TEXT Start Marker

Cannabis Bioavailability; What’s The Most Effective Method?

Are you all familiar with the term bioavailabilty? If you are not, you should be. The Merriam-Webster definition is the degree and rate at which a substance (as a drug) is absorbed into a living system or is made available at the site of physiological activity. The other important factor in increasing the bioavailability of medical cannabis is the food you eat. Studies show that fatty acids in the form of saturated fats act as intracellular carriers of THC and CBD. In other words, cannabinoids hitch a ride on these fats and make their way to their intended destination. That is why you see so many recipes combining coconut oil with cannabis. Other healthy foods that increase cannabis bioavailability include all dairy foods with 2% or more fat, eggs, non-factory farmed beef, lamb, pork & chicken, fish, shellfish, cocoa butter and palm oil.


Let’s go through the different delivery methods to see which have the highest bioavailability:


Studies show that when cannabinoids of THC and CBD are swallowed, the bioavailability is between 4% to 20%. This is attributed to a phenomenon known as “first pass metabolism” whereby the concentration of a drug is greatly reduced before it reaches the systemic circulation. Cannabinoids pass through the liver with little absorption, even though the user may be experiencing very strong psychotropic effects. It is important to note that when THC is metabolized by the digestive system, it converts to 11-OH-THC which is 4-5 times more psychotropic than THC. This explains why people who eat edibles report being uncomfortably high. They also erroneously equate the intense psychotropic effects with more cannabinoid absorption and more medicinal benefits. This is not the case. There are also differences in bioavailability amongst individuals, affected by many different factors. These include the person’s metabolism rate, sleep cycle, their drug and food interactions, the health of their gastrointestinal tract, age, and the formulation of the cannabis product.


Most of the evidence supporting the positive results of rectal cannabis suppositories is anecdotal. There have been very few studies on the bioavailability of suppositories but results suggest anywhere from 13.5% to 40%. They differ from oral methods in that they prevent first pass metabolism. In addition, the bioavailability of suppositories is quite different depending on its cannabinoid profile. It is interesting to note that THC-hemisuccinate, known as Marinol, has the best results.

TEXT End Marker
RECORDED INFORMATION Start Marker

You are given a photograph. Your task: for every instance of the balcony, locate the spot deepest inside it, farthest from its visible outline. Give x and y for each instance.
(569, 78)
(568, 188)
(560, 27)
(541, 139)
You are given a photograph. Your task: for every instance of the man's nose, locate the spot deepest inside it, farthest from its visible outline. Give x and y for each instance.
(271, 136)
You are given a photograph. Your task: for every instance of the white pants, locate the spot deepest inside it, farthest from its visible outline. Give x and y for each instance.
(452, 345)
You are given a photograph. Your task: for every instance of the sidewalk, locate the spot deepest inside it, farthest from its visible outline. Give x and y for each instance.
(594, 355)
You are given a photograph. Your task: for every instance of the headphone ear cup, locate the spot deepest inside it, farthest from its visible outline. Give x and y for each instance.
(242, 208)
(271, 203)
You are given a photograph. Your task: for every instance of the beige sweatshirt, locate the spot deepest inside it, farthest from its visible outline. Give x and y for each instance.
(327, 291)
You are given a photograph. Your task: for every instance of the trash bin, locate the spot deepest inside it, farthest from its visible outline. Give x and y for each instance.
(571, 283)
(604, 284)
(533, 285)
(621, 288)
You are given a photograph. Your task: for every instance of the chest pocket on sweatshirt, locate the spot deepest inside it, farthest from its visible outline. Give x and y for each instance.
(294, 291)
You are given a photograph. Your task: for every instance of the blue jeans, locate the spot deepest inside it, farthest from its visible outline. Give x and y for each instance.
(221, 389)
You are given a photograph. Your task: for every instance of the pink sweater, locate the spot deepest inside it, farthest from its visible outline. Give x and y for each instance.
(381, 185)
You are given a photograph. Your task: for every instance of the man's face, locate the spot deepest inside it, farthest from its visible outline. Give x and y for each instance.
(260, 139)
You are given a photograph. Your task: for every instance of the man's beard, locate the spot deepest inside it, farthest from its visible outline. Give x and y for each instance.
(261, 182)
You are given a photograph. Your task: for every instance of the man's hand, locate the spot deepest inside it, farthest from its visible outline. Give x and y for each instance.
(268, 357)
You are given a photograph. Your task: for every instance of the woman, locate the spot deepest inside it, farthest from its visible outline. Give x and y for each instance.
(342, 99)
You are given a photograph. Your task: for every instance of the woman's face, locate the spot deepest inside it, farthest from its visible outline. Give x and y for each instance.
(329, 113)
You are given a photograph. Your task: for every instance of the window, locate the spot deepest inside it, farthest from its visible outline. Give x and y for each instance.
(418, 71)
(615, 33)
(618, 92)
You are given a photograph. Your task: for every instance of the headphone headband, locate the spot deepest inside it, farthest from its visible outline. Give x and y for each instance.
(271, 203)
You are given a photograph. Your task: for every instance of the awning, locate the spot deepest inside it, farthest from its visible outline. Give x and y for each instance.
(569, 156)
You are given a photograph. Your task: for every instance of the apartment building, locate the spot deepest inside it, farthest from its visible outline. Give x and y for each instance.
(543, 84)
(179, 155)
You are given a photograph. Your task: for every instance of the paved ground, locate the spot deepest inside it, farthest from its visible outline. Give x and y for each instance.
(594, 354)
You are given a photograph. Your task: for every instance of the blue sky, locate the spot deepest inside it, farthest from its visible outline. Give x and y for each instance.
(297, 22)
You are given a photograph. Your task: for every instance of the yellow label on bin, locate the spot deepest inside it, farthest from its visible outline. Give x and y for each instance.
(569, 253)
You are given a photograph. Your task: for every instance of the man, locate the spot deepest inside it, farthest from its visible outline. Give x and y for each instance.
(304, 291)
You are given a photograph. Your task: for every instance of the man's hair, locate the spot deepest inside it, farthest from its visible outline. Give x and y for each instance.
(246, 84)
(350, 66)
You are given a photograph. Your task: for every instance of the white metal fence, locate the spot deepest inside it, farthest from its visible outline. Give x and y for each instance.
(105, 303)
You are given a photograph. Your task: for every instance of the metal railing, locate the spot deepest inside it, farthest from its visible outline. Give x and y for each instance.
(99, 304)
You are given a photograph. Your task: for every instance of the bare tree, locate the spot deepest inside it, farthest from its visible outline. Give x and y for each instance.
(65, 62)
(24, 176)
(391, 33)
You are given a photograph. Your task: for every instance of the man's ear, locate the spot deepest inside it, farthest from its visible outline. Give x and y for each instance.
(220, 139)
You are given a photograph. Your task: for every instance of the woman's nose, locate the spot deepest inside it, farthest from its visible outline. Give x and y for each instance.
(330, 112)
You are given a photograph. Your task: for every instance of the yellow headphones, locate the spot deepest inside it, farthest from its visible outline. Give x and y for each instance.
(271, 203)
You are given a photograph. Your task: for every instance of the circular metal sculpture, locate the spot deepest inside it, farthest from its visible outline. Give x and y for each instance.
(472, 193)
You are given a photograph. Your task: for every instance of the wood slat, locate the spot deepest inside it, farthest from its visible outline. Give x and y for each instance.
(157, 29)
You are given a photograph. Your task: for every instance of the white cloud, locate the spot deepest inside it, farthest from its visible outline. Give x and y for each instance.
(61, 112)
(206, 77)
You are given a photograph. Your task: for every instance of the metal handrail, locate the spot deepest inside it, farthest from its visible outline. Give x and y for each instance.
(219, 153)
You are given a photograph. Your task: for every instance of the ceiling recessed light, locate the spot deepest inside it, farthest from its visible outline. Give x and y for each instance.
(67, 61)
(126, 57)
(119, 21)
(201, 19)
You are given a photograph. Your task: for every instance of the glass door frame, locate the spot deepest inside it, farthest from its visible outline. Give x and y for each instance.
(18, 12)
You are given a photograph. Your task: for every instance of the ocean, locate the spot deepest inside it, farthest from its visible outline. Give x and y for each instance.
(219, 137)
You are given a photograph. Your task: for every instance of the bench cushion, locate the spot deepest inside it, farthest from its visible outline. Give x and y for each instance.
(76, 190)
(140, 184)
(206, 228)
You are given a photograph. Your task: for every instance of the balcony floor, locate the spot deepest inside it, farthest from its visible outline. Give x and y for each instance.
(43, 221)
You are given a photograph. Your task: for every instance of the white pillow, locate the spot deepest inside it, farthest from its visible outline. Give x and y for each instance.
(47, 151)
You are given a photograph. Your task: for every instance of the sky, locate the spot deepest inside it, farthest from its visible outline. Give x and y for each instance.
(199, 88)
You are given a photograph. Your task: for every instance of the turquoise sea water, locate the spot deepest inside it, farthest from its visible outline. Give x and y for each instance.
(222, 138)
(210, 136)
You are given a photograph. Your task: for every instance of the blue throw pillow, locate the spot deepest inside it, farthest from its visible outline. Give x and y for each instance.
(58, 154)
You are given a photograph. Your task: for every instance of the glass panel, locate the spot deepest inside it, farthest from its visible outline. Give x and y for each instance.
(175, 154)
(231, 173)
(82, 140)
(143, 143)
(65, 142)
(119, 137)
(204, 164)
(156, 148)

RECORDED INFORMATION End Marker

WORK REQUEST 1. In the cannabis bioavailability text, what bioavailability range do studies report when THC and CBD are swallowed?
WORK REQUEST 2. Write the next part of the text on cannabis bioavailability, continuing after its last sentence.

ANSWER AREA 1. Between 4% and 20%.

ANSWER AREA 2.
With sublingual cannabinoid usage, the product is administered under the tongue. Most of the positive results are anecdotal. The spectrum of bioavailability of this method goes from slightly higher than oral availability to as much as 75%, depending on whom you believe. The reason for this is that it bypasses the digestive tract and goes directly into the bloodstream via the mouth. Since there is a salivary gland under the tongue, many users end up inadvertently swallowing the medicine which decreases its bioavailability to that of oral delivery. After smoking/vaporizing, the sublingual method is the second fastest delivery method.


Instead of placing the medicine under the tongue, it is placed inside the cheeks or on the gums. It has an advantage over the sublingual method in that it avoids the salivary gland and reflex swallowing. With the buccal application, a greater percentage of the active cannabinoids is absorbed compared to the sublingual method.


Many users prefer not to smoke and choose vaporizing, instead. In terms of its bioavailability, the two methods are virtually identical. Both methods avoid the first pass metabolism. The range is from 2% to 56%, depending on different studies. This can be attributed to the fact that experienced users have a higher range of cannabis bioavailability than newbies. It is the fast way to introduce cannabinoids into the system, but the least efficient method. Cannabis that is not absorbed by the lungs is exhaled and wasted. The effects last significantly less than all other delivery methods. This means the user has to consume more medicine to remain medicated.


Again, any positive results are anecdotal as there have been no studies on humans with transdermal patches, so there are no bioavailability percentages available. The positives are that transdermal patches avoid first pass metabolism and they offer a dosed amount of medicine for a longer period of time; 8-12 hours. Users must consider their high cost versus their effectiveness.


They work by interacting with CB1 and CB2 receptors which are present in the muscles, skin, bones, peripheral nerves and synovial fluid within joints. We must rely on anecdotal evidence as there are no scientific studies supporting these products. If they work for you, then go for it!

Lastly, here are 2 interesting facts to note:

THC appears to be more bioavailable than CBD

CBD is 10 times more permeable than THC when used transdermally (passing through the skin).

Alrighty! That is a whole lot of information to take in. I hope I have piqued your interest into considering trying different delivery methods to find the one that works best for you. So many factors!